> **Task goal**: Filter the records below, keeping only the lines that contain the word "mountain". Copy each such line in full.

[Records from a data source]
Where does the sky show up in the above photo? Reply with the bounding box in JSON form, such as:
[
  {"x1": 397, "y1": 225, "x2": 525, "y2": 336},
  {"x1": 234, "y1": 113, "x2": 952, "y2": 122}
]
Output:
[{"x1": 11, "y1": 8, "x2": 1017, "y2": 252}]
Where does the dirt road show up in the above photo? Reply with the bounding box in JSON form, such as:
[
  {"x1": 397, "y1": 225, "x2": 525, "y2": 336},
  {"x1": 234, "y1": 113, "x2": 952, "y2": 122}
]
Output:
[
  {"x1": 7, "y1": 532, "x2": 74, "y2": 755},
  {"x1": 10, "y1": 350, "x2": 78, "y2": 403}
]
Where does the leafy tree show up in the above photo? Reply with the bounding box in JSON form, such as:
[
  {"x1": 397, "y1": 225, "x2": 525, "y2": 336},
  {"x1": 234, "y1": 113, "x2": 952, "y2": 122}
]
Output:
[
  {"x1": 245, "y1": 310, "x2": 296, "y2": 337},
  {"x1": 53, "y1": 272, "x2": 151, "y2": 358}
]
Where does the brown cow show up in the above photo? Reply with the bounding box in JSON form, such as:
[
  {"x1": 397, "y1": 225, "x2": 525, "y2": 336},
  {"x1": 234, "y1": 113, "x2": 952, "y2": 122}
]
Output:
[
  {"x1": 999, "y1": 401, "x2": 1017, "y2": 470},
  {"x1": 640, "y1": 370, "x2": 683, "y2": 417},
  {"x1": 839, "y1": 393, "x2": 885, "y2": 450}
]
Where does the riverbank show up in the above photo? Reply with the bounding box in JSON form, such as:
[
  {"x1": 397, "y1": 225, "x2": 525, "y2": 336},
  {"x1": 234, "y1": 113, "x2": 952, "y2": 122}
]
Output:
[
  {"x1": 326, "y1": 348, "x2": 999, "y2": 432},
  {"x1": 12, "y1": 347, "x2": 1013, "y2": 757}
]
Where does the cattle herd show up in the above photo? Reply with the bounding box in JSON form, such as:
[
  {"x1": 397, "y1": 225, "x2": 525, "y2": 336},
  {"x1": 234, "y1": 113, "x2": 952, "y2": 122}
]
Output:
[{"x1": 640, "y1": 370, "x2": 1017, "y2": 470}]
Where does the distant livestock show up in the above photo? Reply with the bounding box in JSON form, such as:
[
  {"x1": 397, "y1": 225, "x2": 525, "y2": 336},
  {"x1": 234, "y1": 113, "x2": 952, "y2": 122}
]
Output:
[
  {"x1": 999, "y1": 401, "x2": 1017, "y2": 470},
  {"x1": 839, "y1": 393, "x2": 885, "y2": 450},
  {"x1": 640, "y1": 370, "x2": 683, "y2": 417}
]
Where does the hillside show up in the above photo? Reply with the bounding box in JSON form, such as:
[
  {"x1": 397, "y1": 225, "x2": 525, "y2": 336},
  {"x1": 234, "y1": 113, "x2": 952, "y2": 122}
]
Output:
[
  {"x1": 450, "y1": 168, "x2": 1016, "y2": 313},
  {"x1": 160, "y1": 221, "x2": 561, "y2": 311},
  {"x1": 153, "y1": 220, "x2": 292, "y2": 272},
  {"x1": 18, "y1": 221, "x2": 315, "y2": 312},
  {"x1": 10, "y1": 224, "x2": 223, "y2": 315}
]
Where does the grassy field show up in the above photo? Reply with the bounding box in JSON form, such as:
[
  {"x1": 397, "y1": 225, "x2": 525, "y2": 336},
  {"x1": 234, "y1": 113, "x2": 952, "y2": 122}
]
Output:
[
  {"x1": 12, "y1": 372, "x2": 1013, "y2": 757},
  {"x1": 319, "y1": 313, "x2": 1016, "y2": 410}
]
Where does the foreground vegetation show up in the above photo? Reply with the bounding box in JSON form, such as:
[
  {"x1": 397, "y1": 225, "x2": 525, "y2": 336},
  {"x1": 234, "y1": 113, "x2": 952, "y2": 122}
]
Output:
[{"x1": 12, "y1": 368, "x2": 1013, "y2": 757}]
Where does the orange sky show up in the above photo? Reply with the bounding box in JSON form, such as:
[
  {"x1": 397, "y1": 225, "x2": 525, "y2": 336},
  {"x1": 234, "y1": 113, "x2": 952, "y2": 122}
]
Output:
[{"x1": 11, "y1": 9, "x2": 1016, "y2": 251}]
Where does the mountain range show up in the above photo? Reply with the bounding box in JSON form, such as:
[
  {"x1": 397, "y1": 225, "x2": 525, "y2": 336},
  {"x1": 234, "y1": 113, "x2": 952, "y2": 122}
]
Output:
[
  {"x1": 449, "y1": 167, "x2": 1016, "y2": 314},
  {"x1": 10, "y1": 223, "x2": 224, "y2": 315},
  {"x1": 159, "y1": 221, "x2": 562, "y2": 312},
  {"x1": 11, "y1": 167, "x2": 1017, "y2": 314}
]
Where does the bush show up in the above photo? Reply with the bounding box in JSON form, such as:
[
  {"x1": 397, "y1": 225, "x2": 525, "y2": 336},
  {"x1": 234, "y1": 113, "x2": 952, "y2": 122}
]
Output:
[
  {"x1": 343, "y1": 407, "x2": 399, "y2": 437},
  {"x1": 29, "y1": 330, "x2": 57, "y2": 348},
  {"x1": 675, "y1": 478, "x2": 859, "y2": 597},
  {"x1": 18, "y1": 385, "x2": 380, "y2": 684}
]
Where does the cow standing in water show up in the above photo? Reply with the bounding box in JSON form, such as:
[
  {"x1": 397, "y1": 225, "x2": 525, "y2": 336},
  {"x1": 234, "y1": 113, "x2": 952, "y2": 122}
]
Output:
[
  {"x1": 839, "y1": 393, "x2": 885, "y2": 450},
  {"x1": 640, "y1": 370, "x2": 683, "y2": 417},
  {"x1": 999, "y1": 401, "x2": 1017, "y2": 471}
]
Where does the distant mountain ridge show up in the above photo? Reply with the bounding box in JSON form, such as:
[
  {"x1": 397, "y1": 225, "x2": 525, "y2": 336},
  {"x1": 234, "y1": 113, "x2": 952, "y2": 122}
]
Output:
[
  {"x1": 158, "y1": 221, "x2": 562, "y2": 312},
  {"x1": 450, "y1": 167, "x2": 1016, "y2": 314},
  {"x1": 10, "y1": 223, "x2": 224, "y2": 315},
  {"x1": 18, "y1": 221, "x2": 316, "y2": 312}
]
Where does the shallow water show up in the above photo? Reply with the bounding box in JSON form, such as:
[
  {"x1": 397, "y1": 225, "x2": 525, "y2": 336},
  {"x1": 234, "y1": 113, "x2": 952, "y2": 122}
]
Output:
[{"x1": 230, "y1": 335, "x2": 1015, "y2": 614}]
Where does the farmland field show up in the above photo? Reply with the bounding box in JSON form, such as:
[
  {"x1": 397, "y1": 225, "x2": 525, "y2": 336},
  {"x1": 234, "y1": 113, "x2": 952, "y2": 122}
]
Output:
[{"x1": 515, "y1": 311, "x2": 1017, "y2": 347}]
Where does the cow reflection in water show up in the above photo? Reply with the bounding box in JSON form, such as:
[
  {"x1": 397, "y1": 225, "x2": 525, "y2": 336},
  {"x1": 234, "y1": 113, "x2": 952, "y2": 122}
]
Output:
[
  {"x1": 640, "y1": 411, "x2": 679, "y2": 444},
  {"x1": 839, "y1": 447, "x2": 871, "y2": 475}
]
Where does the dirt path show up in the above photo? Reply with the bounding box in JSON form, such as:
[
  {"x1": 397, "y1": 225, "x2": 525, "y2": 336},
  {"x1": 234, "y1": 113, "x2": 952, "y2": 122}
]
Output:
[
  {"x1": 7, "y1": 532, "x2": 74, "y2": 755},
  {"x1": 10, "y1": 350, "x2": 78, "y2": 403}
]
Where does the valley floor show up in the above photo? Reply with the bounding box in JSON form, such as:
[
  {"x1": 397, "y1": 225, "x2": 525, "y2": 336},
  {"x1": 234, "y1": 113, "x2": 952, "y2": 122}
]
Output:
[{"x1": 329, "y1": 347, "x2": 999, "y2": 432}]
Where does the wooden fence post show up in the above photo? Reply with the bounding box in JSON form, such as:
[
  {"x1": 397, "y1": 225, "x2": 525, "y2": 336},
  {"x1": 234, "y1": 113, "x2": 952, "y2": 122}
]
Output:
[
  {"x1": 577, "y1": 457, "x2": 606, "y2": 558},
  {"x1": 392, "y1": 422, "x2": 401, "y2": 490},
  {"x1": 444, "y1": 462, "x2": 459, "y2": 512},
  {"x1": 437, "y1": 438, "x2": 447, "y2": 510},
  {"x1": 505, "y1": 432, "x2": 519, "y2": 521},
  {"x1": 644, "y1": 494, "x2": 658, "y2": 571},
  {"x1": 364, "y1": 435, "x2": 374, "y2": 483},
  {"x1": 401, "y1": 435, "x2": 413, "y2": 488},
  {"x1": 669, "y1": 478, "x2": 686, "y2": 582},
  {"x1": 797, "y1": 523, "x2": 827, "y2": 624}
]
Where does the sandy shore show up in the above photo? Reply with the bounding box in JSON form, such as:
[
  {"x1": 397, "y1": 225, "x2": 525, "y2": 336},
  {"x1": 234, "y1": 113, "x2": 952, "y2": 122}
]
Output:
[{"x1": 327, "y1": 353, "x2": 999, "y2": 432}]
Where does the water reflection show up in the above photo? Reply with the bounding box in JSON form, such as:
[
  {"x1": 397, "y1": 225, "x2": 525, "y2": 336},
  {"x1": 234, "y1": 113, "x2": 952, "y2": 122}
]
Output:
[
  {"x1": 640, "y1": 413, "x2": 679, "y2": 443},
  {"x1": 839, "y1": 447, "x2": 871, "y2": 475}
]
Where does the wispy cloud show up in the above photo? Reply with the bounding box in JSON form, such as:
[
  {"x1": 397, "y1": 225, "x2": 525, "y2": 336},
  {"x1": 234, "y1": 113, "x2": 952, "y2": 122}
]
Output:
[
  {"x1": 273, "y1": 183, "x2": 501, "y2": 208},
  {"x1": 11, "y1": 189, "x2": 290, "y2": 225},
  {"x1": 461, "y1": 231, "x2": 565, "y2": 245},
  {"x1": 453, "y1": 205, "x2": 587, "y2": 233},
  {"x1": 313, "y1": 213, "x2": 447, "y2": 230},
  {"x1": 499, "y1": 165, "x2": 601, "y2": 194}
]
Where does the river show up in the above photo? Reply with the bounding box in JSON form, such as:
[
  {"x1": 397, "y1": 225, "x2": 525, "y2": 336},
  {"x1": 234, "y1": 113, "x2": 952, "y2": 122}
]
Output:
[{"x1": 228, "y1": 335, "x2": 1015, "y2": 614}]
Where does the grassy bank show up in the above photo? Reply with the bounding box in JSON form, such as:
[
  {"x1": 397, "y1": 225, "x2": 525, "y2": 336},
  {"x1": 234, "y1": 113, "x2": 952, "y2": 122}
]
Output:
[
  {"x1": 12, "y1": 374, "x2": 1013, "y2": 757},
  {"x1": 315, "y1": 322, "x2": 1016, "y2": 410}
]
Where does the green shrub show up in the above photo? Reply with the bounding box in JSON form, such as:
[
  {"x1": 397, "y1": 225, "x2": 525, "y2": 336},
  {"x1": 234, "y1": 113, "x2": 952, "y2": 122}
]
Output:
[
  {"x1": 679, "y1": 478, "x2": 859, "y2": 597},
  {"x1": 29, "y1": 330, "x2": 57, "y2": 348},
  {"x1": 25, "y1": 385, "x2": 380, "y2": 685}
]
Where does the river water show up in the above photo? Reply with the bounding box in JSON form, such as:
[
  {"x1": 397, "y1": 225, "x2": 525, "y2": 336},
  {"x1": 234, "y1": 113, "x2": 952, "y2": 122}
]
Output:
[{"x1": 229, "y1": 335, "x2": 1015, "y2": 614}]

> **Output below**:
Where does the mountain range show up in the above photo? Reply with the bounding box in JSON form, such as:
Where does the distant mountain ridge show up in the above photo? Reply with the bounding box in JSON form, such as:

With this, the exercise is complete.